== Dataset
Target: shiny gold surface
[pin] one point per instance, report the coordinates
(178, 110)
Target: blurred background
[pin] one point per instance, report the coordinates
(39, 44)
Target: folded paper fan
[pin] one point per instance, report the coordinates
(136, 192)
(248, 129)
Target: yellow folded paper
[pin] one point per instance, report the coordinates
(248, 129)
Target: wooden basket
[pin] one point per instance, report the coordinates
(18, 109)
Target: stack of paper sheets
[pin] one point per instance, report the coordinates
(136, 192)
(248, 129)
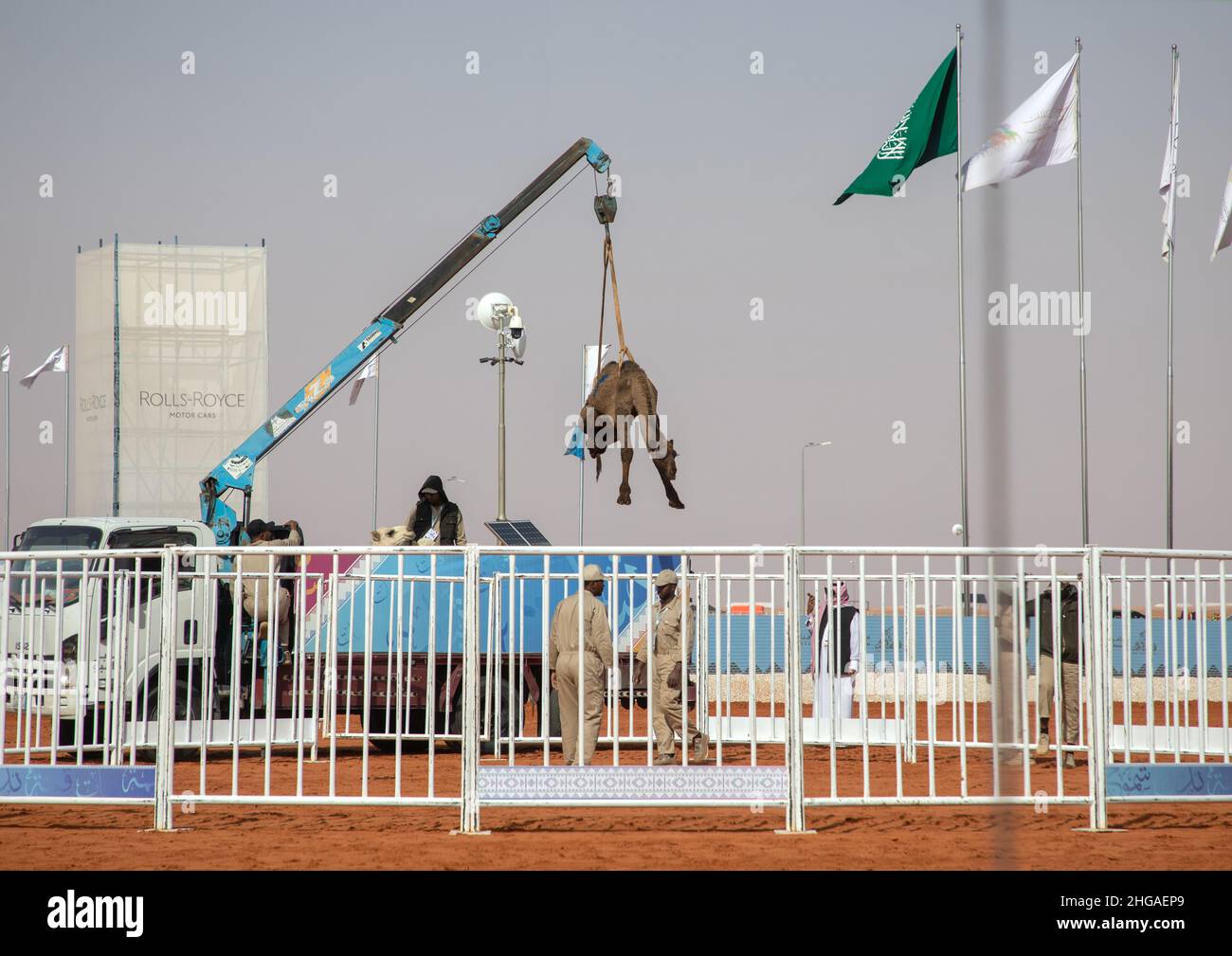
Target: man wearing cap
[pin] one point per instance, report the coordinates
(665, 676)
(258, 570)
(565, 659)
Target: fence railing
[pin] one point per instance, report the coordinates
(422, 676)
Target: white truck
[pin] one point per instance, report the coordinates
(82, 635)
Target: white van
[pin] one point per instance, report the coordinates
(78, 630)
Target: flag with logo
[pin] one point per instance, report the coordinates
(1169, 169)
(370, 371)
(1223, 233)
(1042, 132)
(57, 361)
(928, 130)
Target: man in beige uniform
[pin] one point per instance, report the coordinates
(565, 657)
(665, 676)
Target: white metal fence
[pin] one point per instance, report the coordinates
(420, 676)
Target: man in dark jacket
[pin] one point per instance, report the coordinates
(435, 520)
(1047, 669)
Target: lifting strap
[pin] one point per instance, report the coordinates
(610, 262)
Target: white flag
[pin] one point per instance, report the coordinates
(57, 361)
(1169, 169)
(370, 371)
(594, 356)
(1223, 233)
(1042, 132)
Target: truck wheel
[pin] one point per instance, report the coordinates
(181, 701)
(553, 713)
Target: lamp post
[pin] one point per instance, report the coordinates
(496, 312)
(807, 446)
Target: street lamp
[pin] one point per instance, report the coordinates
(807, 446)
(496, 312)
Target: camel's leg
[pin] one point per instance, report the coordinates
(626, 459)
(673, 497)
(657, 447)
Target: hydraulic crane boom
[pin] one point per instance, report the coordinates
(237, 471)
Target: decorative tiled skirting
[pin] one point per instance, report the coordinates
(633, 784)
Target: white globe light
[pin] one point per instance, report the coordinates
(488, 308)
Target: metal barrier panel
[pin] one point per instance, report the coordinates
(928, 676)
(633, 705)
(1169, 672)
(422, 676)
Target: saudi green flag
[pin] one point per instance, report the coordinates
(928, 130)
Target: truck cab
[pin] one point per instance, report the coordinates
(82, 635)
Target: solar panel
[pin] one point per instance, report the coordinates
(516, 533)
(531, 533)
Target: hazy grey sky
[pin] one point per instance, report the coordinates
(727, 179)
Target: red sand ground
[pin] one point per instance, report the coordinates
(304, 838)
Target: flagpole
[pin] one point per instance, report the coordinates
(582, 460)
(1082, 287)
(8, 460)
(376, 445)
(66, 408)
(1171, 261)
(962, 329)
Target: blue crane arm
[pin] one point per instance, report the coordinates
(238, 468)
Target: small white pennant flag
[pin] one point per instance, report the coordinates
(1042, 132)
(57, 361)
(1223, 233)
(1169, 169)
(370, 371)
(594, 356)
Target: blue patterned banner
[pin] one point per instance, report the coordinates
(1169, 780)
(754, 784)
(111, 783)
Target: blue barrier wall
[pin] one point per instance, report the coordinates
(522, 605)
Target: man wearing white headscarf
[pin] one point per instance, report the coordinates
(834, 658)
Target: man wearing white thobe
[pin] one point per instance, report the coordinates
(828, 660)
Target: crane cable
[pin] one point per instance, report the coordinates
(608, 262)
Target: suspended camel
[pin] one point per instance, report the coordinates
(623, 397)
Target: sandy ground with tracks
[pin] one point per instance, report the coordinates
(331, 837)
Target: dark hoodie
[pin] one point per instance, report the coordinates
(1068, 622)
(420, 520)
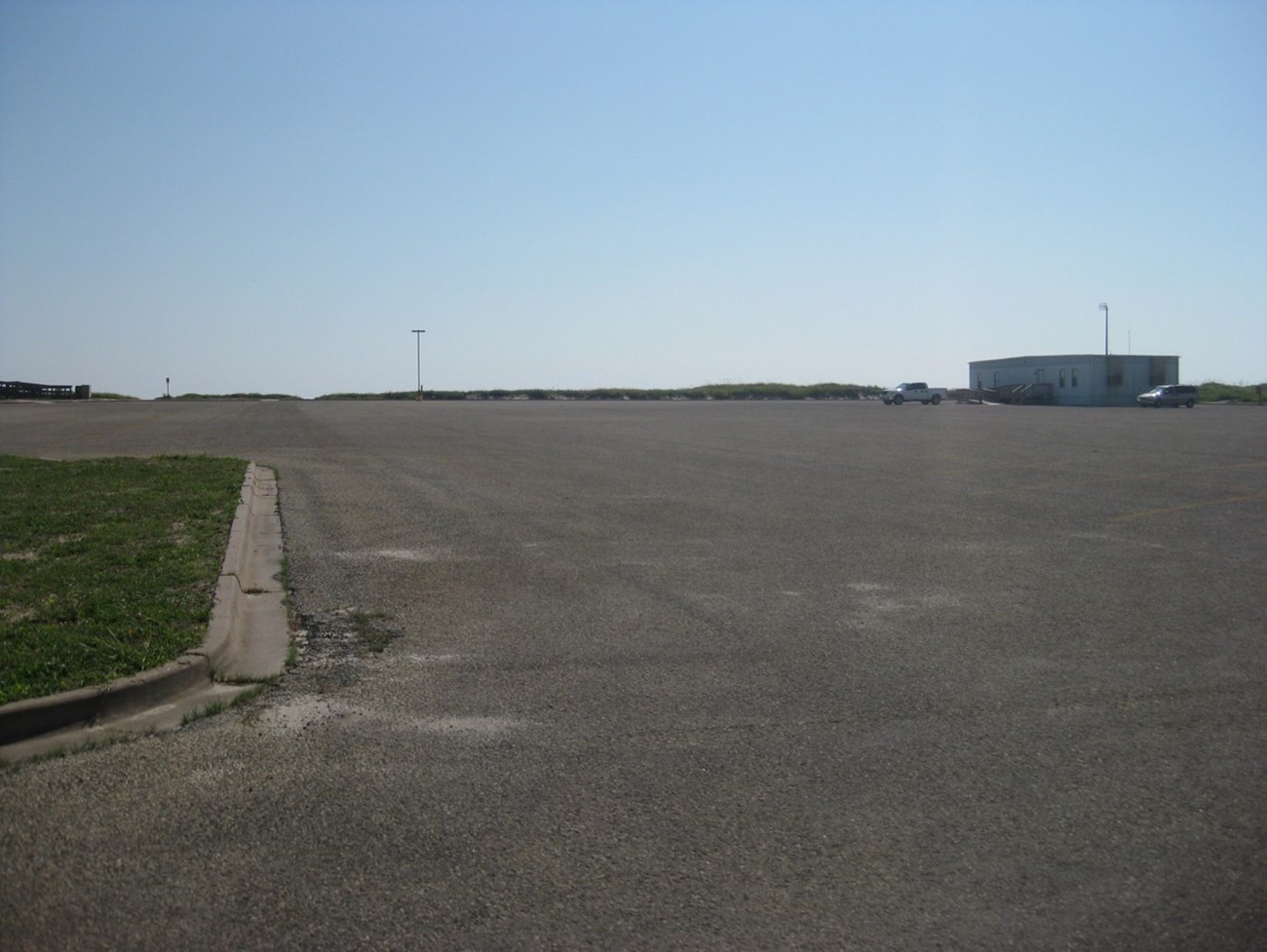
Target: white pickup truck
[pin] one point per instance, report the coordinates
(920, 392)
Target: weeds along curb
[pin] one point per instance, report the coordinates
(241, 644)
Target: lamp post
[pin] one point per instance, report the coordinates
(417, 337)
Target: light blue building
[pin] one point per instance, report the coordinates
(1073, 380)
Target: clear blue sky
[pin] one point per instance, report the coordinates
(270, 197)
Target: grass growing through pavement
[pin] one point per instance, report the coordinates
(106, 566)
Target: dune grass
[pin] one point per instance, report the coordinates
(106, 566)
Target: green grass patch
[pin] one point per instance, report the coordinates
(1214, 393)
(106, 566)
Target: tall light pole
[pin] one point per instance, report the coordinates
(417, 335)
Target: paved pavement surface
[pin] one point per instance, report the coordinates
(731, 676)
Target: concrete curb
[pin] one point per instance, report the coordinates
(246, 642)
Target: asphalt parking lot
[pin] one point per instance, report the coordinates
(698, 675)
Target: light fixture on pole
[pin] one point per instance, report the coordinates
(417, 335)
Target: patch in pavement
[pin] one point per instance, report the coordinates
(431, 553)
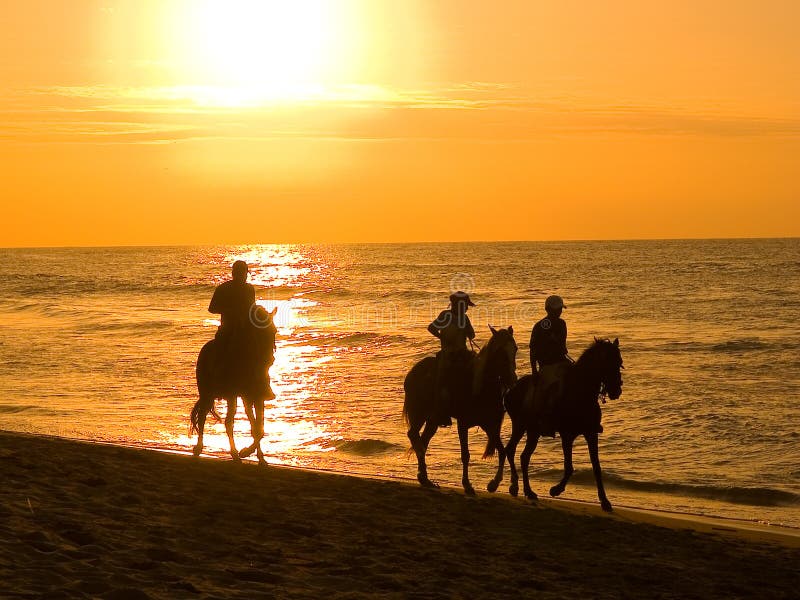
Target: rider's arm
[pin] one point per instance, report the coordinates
(469, 330)
(216, 303)
(251, 292)
(441, 322)
(435, 331)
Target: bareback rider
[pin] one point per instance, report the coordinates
(453, 328)
(233, 301)
(549, 351)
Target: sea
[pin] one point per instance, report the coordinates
(100, 344)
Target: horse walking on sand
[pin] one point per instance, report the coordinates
(577, 412)
(220, 377)
(479, 405)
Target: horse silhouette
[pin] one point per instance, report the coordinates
(577, 412)
(479, 405)
(222, 376)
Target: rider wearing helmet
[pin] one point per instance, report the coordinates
(453, 328)
(233, 301)
(548, 349)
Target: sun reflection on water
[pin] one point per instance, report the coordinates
(292, 430)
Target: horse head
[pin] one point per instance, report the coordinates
(502, 355)
(610, 366)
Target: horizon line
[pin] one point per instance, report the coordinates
(399, 243)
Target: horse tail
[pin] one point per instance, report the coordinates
(203, 406)
(418, 387)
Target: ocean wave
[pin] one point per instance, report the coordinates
(727, 347)
(359, 338)
(751, 496)
(138, 327)
(364, 447)
(46, 284)
(15, 409)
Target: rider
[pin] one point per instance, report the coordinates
(549, 351)
(233, 301)
(453, 328)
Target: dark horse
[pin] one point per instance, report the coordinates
(217, 378)
(576, 413)
(495, 372)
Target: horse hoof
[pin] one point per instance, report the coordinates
(425, 482)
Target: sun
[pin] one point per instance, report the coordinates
(263, 49)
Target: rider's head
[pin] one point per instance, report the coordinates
(239, 271)
(554, 305)
(460, 301)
====
Aim of the task:
Since the pictures are not part of the copy, transcribe only the remaining material, exactly.

Task response:
Target: shiny gold surface
[pin] one point per instance, report the coordinates
(178, 110)
Target: blurred background
[pin] one point per instance, report the coordinates
(39, 44)
Target: folded paper fan
[pin] one point per instance, report the coordinates
(136, 192)
(248, 129)
Target: yellow folded paper
[pin] one point per instance, report the coordinates
(248, 129)
Target: wooden basket
[pin] one point per instance, report the coordinates
(18, 109)
Target: stack of paper sheets
[pin] one point per instance, report the coordinates
(136, 192)
(248, 129)
Target: man wearing cap
[pin] one point per instance, report the coordinates
(665, 676)
(258, 570)
(565, 659)
Target: fence railing
[pin] one point per instance, report the coordinates
(422, 676)
Target: white truck
[pin] one point per instance, report the coordinates
(82, 635)
Target: white van
[pin] one point per instance, report the coordinates
(78, 630)
Target: flag with logo
[pin] one point per instance, report the coordinates
(1169, 169)
(370, 371)
(1223, 233)
(1042, 132)
(57, 361)
(928, 130)
Target: man in beige uniform
[pin] one point per instance, report the coordinates
(565, 657)
(665, 676)
Target: white metal fence
[pin] one point per instance, report the coordinates
(420, 676)
Target: man in dark jacket
[pin] one point per instance, report the coordinates
(435, 520)
(1047, 669)
Target: lifting strap
[pin] one point per instance, report the coordinates
(610, 262)
Target: white flag
[pin] one point per instance, report the coordinates
(57, 361)
(1169, 169)
(370, 371)
(594, 356)
(1223, 233)
(1042, 132)
Target: truck wheel
[pin] one point per instance, report the coordinates
(181, 701)
(553, 713)
Target: lamp post
[pin] one point per instance, report the coordinates
(496, 312)
(807, 446)
Target: street lamp
[pin] one point per instance, report the coordinates
(807, 446)
(496, 312)
Target: camel's leg
[pin] one point per instance, report the coordinates
(626, 459)
(673, 497)
(657, 447)
Target: hydraulic crane boom
[pin] one point per instance, report the coordinates
(237, 471)
Target: decorative tiled skirting
[pin] one point per instance, report the coordinates
(633, 784)
Target: white globe light
[pin] one point per instance, report the coordinates
(488, 308)
Target: metal barrier panel
[pin] one point per instance, report the coordinates
(928, 676)
(633, 705)
(1169, 672)
(422, 676)
Target: saudi green flag
[pin] one point per instance, report the coordinates
(928, 130)
Target: truck cab
[pin] one point per instance, report the coordinates
(82, 635)
Target: solar panel
[pin] one point per instance, report the coordinates
(516, 533)
(531, 533)
Target: hazy grey sky
[pin] one point per instance, report the coordinates
(727, 179)
Target: red sand ground
[pin] one point per instance, report the coordinates
(304, 838)
Target: flagpole
[pin] one point per instance, report the coordinates
(582, 460)
(1082, 287)
(8, 460)
(376, 445)
(66, 408)
(1171, 261)
(962, 329)
Target: blue crane arm
[pin] one point per instance, report the coordinates
(238, 468)
Target: small white pennant flag
[pin] one point per instance, report the coordinates
(1042, 132)
(57, 361)
(1223, 233)
(1169, 169)
(370, 371)
(594, 356)
Target: blue patterned banner
[pin] one point per instance, report the coordinates
(1169, 780)
(754, 784)
(111, 783)
Target: blue barrier wall
[pin] one point per instance, report the coordinates
(522, 605)
Target: man wearing white headscarf
[pin] one point per instance, report the coordinates
(834, 658)
Target: man wearing white thobe
[pin] one point per instance, report the coordinates
(828, 660)
Target: crane cable
[pin] one point per instance, report the coordinates
(608, 262)
Target: suspended camel
[pin] one point per instance, report the coordinates
(623, 397)
Target: sandy ground with tracks
[pin] one point per instance, report the coordinates
(331, 837)
Target: dark hoodie
[pin] one point per instance, report the coordinates
(1068, 622)
(420, 520)
Target: white pickup truck
[pin] one point per instance, report the coordinates
(920, 392)
Target: weeds along curb
[pin] one point per instance, report the coordinates
(241, 644)
Target: lamp post
[pin] one point per instance, report the coordinates
(417, 337)
Target: light blue building
[pin] one point per instance, report the coordinates
(1073, 380)
Target: clear blue sky
[pin] one point per instance, report the coordinates
(270, 197)
Target: grass growing through pavement
[pin] one point per instance, report the coordinates
(106, 566)
Target: dune grass
[pin] one point per instance, report the coordinates
(106, 566)
Target: green grass patch
[pin] one point per instance, report the coordinates
(1214, 393)
(106, 566)
Target: tall light pole
[pin] one point per instance, report the coordinates
(417, 335)
Target: paved pavement surface
[pin] one point per instance, report the coordinates
(731, 676)
Target: concrete curb
[pin] one point per instance, report the coordinates
(246, 642)
Target: asphalt parking lot
[pin] one point per instance, report the coordinates
(698, 675)
Target: light fixture on pole
[pin] one point per instance, report the coordinates
(417, 335)
Target: patch in pavement
[pin] one point per instance, report the coordinates
(431, 553)
Target: rider's arm
[pin] one point per instance, report the coordinates
(469, 330)
(216, 303)
(251, 292)
(441, 322)
(435, 331)
Target: bareback rider
[pin] one point per instance, report the coordinates
(453, 328)
(233, 301)
(549, 351)
Target: sea
[pin] one point per instance, report the coordinates
(100, 344)
Target: horse walking on sand
[pin] one point per instance, report the coordinates
(577, 412)
(220, 377)
(479, 405)
Target: horse silhouette
[pin] one point per instance, report the coordinates
(577, 412)
(479, 405)
(222, 376)
Target: rider wearing helmet
[pin] one point per instance, report the coordinates
(453, 328)
(233, 301)
(548, 349)
Target: sun reflection on water
[pin] one point per instance, report the coordinates
(292, 430)
Target: horse head
[pin] one point per instance, report the coordinates
(502, 355)
(610, 366)
Target: horizon line
[pin] one point per instance, report the coordinates
(399, 243)
Target: horse tail
[pin] one point per instance, report the coordinates
(203, 406)
(418, 387)
Target: ocean wave
[pin] one point per instance, report the coordinates
(727, 347)
(359, 338)
(751, 496)
(138, 327)
(364, 447)
(46, 284)
(15, 409)
Target: rider
[pin] one point per instance, report the coordinates
(549, 351)
(233, 301)
(453, 328)
Target: dark horse
[pin] one point per instance, report the coordinates
(217, 378)
(576, 413)
(495, 372)
Target: horse hoof
[pin] one point per instance, report the coordinates
(425, 482)
Target: sun
[pin] one point per instance, report the coordinates
(263, 49)
Target: rider's head
[pin] one point per instance, report the coordinates
(239, 271)
(554, 305)
(460, 301)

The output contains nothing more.